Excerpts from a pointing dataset
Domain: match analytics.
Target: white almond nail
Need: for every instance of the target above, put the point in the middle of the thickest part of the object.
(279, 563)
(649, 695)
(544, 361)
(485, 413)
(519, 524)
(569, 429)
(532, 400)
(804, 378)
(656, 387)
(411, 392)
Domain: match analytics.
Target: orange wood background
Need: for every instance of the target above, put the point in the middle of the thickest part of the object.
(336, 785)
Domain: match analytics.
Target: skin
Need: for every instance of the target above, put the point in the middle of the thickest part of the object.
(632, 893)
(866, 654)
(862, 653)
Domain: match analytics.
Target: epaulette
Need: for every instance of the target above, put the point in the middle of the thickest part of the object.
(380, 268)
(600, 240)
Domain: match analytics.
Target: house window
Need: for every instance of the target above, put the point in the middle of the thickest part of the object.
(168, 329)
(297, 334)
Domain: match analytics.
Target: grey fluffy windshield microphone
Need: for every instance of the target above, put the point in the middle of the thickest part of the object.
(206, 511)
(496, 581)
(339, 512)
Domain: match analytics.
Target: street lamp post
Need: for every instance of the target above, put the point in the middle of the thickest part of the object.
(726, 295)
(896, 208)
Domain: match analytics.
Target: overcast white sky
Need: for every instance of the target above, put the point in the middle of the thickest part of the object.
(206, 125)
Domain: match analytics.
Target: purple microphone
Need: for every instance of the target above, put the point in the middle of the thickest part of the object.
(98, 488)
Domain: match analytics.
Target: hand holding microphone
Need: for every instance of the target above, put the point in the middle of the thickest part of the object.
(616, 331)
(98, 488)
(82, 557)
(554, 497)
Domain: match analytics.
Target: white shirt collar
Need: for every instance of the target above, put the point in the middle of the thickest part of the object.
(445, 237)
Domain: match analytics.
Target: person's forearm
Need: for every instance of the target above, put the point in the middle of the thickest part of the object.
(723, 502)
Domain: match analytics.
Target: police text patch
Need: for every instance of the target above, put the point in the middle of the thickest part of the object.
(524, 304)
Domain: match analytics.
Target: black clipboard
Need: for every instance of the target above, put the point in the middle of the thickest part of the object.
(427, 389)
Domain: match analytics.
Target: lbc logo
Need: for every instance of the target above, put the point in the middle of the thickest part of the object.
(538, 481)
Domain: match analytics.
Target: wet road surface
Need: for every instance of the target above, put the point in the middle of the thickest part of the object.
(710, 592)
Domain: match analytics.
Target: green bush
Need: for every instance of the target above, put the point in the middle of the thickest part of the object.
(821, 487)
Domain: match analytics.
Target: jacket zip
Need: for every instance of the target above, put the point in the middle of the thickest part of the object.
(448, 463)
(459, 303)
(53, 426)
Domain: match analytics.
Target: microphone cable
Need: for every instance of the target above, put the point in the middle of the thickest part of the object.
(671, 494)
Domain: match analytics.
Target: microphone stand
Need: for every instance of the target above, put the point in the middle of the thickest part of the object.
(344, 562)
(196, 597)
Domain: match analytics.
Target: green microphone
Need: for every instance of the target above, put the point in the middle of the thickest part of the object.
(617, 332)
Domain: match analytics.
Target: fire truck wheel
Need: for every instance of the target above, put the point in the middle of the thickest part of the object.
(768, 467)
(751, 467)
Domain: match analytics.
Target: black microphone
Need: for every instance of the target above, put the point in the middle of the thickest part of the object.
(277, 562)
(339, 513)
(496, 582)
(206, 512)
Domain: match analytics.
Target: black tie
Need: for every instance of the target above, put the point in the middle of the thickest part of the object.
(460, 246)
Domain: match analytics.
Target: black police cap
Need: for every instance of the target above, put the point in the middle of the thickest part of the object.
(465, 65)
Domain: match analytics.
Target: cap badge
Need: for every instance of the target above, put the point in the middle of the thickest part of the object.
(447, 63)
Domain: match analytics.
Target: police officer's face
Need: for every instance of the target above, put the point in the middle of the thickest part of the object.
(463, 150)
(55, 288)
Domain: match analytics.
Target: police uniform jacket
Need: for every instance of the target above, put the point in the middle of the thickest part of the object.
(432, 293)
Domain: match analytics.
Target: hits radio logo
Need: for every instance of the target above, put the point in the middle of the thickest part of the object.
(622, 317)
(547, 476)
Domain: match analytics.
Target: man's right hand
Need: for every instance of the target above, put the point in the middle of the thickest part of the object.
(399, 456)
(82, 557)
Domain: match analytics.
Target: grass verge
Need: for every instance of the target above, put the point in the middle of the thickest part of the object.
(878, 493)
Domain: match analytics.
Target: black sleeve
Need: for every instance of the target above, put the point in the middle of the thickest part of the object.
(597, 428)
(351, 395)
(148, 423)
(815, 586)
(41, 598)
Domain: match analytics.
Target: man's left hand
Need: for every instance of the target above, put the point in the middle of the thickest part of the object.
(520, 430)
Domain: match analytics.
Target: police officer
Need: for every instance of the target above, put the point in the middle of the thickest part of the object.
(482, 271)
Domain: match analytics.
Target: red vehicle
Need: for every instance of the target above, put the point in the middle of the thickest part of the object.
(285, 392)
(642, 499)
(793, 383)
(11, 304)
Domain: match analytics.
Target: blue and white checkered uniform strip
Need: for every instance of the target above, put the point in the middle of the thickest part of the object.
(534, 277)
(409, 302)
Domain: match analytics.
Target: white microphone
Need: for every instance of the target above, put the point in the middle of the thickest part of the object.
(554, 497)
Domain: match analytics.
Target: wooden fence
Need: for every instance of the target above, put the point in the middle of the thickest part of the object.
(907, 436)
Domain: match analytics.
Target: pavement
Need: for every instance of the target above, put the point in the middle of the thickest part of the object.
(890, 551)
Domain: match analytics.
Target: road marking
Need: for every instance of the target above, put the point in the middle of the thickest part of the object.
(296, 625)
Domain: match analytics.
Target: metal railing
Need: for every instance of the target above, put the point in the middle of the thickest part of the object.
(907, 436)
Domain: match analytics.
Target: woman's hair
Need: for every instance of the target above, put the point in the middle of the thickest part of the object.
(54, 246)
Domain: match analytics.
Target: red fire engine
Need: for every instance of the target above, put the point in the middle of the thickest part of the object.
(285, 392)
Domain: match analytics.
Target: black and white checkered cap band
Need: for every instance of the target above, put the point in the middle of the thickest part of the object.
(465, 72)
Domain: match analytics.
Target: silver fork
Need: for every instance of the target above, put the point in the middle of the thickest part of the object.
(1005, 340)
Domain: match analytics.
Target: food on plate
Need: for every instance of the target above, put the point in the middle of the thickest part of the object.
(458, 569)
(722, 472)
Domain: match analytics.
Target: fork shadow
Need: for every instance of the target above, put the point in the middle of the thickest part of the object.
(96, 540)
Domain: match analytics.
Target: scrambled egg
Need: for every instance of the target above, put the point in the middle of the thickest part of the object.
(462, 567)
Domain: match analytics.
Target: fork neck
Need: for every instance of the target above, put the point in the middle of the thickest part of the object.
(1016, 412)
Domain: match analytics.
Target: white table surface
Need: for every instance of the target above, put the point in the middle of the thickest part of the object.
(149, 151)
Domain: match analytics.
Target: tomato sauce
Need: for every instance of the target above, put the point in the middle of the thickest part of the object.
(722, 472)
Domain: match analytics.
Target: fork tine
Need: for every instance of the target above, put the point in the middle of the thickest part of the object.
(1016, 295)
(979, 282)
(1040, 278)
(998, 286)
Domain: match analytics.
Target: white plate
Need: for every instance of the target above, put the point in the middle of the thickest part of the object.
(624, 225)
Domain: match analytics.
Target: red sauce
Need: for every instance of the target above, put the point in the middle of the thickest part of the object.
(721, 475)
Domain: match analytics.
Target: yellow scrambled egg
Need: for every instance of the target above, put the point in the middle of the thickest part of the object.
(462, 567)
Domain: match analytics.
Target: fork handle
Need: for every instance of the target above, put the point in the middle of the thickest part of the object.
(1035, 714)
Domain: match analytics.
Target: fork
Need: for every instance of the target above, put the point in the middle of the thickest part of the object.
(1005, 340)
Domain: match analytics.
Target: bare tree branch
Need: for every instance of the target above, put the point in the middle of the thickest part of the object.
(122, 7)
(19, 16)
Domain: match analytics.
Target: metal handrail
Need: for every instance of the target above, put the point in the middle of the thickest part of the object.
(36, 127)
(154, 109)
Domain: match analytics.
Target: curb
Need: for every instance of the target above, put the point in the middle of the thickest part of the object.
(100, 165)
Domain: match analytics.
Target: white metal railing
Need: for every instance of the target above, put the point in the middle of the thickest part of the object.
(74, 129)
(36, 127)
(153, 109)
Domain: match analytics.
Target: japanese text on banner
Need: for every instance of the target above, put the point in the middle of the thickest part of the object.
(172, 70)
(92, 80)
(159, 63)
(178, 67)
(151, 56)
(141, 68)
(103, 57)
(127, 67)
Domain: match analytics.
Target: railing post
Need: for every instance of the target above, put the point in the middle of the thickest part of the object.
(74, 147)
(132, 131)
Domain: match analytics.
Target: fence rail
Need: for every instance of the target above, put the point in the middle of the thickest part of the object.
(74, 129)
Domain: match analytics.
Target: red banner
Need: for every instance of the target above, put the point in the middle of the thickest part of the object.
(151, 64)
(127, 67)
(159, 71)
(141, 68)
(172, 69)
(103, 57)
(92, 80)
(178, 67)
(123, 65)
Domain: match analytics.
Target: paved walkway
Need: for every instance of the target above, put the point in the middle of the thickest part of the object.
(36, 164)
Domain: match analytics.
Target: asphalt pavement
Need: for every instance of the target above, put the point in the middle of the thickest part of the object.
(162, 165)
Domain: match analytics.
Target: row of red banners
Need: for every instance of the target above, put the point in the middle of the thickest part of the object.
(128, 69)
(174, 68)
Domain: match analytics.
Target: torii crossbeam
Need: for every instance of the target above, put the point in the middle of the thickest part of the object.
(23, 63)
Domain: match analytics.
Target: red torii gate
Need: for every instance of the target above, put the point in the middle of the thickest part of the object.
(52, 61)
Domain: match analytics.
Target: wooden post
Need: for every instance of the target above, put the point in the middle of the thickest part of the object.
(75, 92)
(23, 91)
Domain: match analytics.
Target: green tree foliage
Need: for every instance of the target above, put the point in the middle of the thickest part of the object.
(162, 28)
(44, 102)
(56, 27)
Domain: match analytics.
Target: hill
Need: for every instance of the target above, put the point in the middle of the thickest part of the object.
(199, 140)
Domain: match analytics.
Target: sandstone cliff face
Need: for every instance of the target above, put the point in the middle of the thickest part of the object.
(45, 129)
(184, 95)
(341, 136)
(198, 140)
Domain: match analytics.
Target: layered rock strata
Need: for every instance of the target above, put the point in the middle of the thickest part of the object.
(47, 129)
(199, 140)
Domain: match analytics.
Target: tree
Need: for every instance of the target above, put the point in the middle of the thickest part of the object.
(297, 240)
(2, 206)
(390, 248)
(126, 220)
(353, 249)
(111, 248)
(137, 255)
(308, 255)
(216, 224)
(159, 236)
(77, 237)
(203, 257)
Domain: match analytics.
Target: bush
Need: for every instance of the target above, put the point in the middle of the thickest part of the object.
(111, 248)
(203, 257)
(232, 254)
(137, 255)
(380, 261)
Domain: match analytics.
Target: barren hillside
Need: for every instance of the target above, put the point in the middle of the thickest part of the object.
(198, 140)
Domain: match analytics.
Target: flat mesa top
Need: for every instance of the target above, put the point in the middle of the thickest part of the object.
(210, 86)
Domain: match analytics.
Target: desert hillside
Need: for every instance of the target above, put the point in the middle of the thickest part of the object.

WHAT TO DO: Locate every line of the records that contains the word "surface", and copy each such line in full. Case counts.

RESPONSE TO THIS TASK:
Target: wet road surface
Target: white table surface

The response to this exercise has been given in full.